Exercise 1 – From the passage on radiation-induced faults below, list every kind of energetic particle it names as generated by solar activity.

Passage –
In the introduction to the September 2015 issue of Computing Now, I discussed how as microelectronics shrink, integrated circuit (IC) performance and complexity increase — leading to vulnerability to several phenomena and thus threatening reliability in the field. That issue explored one phenomenon, in particular: bias temperature instability. Yet, several other challenges are just as relevant, including vulnerability to radiation-induced faults.
The July 2016 issue of Computing Now examines radiation’s effects on circuit reliability, as well as proposes approaches for ameliorating them.
Radiation-Induced Faults
When energetic particles generated from solar activity (such as protons, heavy ions, alpha particles, and neutrons) hit an IC’s silicon substrate, electron-hole pairs generate and move in the substrate. If collected by active source and drain diffusions in the transistor, such electron-hole pairs alter the IC internal nodes’ charge state, causing a voltage glitch usually referred to as a radiation-induced fault, a transient fault, or a single-event transient.
If the affected nodes belong to a memory element, radiation-induced faults could cause an output logic error, usually called a soft error (SE), or single-event upset. If the affected nodes belong to a logic block, they might propagate until the input of a downstream sampling element, and then cause an SE. This occurs when the electrical filtering of the circuits between the affected node and the latching element input, as well as the logical filtering of the interposed logic gates, are such that the radiation-induced fault propagates until the latching element input with an appropriate amplitude and duration. Moreover, the radiation-induced fault’s arrival time at the latching element input should satisfy its setup and hold-time constraints with respect to the sampling instant. The SE at the sampling element’s output could compromise the whole system’s correct operation in the field, with consequent harm to reliability.

Entries –
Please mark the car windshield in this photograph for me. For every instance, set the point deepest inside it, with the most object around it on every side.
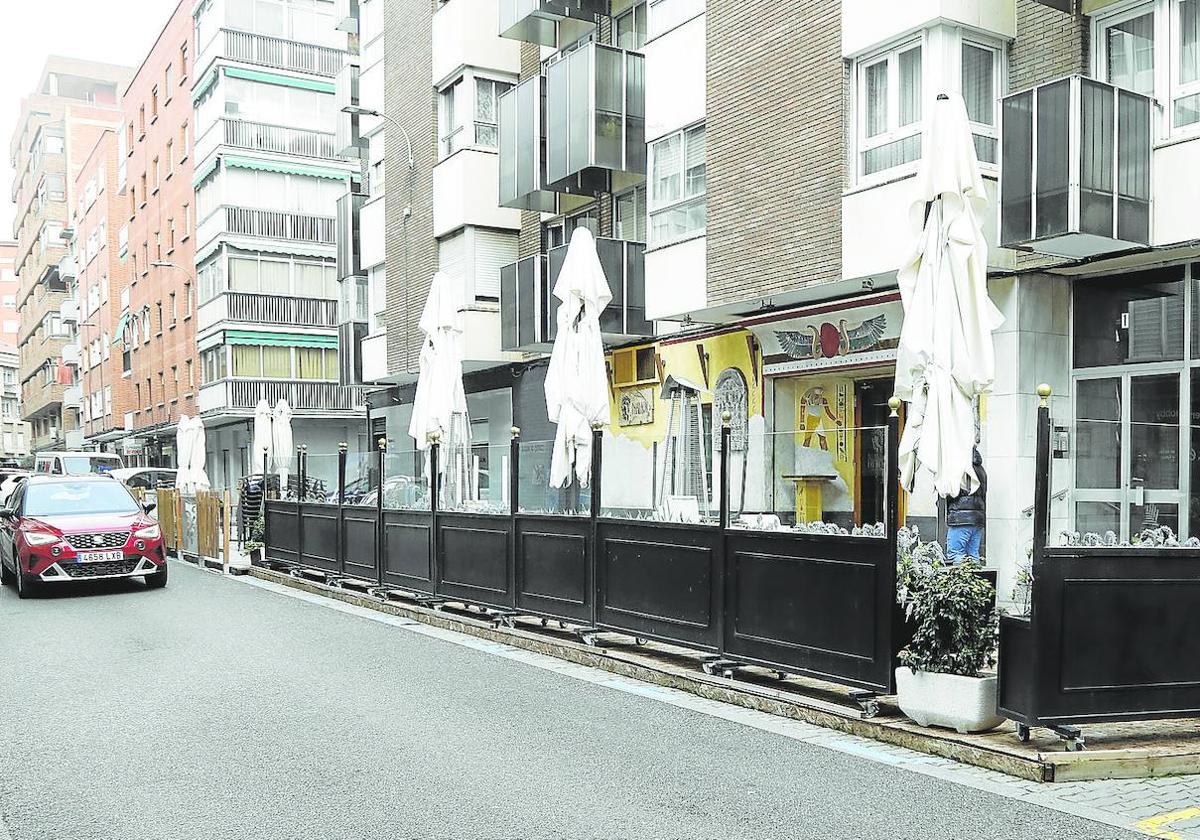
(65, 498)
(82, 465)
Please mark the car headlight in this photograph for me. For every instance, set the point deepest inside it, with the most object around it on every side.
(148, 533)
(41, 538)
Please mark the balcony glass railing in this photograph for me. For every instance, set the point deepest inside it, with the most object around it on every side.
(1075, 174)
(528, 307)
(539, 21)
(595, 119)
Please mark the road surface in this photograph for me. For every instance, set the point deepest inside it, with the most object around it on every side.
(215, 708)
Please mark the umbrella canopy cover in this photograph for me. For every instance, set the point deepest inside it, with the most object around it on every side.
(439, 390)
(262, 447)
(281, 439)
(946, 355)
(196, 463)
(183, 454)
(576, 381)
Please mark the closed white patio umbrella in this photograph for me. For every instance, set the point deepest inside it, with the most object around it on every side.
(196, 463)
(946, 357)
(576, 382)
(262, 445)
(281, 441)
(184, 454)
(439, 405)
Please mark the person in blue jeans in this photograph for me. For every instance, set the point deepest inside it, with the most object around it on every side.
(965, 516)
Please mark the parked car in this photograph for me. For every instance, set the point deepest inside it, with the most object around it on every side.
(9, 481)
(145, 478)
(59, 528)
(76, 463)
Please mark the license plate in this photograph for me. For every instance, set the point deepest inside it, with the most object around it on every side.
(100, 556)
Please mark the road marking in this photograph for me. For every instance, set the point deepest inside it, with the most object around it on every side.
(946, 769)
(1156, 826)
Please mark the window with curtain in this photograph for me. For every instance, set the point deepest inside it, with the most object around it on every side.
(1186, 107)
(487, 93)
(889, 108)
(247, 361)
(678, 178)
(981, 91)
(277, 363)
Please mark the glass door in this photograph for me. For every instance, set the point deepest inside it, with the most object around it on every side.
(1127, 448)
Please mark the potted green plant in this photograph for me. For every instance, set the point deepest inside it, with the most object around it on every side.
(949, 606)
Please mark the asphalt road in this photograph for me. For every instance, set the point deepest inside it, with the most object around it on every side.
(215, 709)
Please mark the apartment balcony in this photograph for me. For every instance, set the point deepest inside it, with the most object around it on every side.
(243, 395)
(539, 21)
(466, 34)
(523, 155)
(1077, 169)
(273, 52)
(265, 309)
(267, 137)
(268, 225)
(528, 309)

Exercise 2 – Write out the rows from the line containing "Please mark the license" through the line containing "(1156, 826)" as a numbered list, omitting blank lines.

Exercise solution 1 –
protons
heavy ions
alpha particles
neutrons

Exercise solution 2 –
1. Please mark the license plate in this photograph for me. For every instance, set the point deepest inside it, with the most object around it on every side.
2. (100, 556)
3. Please mark the road marking in this photograph for me. For every instance, set the point deepest inside it, with the most object around it on every side.
4. (946, 769)
5. (1156, 826)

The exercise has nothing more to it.